● EXERCISE BRIEF
A word-for-word retyping of the listing is the goal.

PROVIDED RECORDS START

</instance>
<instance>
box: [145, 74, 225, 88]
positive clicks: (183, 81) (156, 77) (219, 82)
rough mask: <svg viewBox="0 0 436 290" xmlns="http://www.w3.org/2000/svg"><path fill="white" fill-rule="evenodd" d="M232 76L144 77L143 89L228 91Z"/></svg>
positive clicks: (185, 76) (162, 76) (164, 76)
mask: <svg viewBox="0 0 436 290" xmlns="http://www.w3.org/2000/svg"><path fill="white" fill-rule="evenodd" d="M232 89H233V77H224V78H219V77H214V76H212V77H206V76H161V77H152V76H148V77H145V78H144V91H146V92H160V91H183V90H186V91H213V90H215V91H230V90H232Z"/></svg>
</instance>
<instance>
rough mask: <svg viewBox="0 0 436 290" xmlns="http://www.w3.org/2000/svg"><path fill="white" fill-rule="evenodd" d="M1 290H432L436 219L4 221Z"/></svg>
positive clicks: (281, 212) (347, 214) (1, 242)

PROVIDED RECORDS END

● WRITTEN RESPONSE
</instance>
<instance>
box: [145, 74, 225, 88]
positive clicks: (183, 81) (156, 77) (219, 82)
rough mask: <svg viewBox="0 0 436 290" xmlns="http://www.w3.org/2000/svg"><path fill="white" fill-rule="evenodd" d="M232 76L144 77L143 89L228 91Z"/></svg>
positive clicks: (185, 76) (162, 76) (164, 76)
mask: <svg viewBox="0 0 436 290" xmlns="http://www.w3.org/2000/svg"><path fill="white" fill-rule="evenodd" d="M232 89H233V77H224V78H219V77H214V76H212V77H206V76H161V77H152V76H148V77H145V78H144V91H146V92H160V91H183V90H186V91H213V90H215V91H230V90H232Z"/></svg>
</instance>
<instance>
rough mask: <svg viewBox="0 0 436 290" xmlns="http://www.w3.org/2000/svg"><path fill="white" fill-rule="evenodd" d="M1 290H432L436 219L4 221Z"/></svg>
positive clicks: (281, 212) (347, 214) (1, 242)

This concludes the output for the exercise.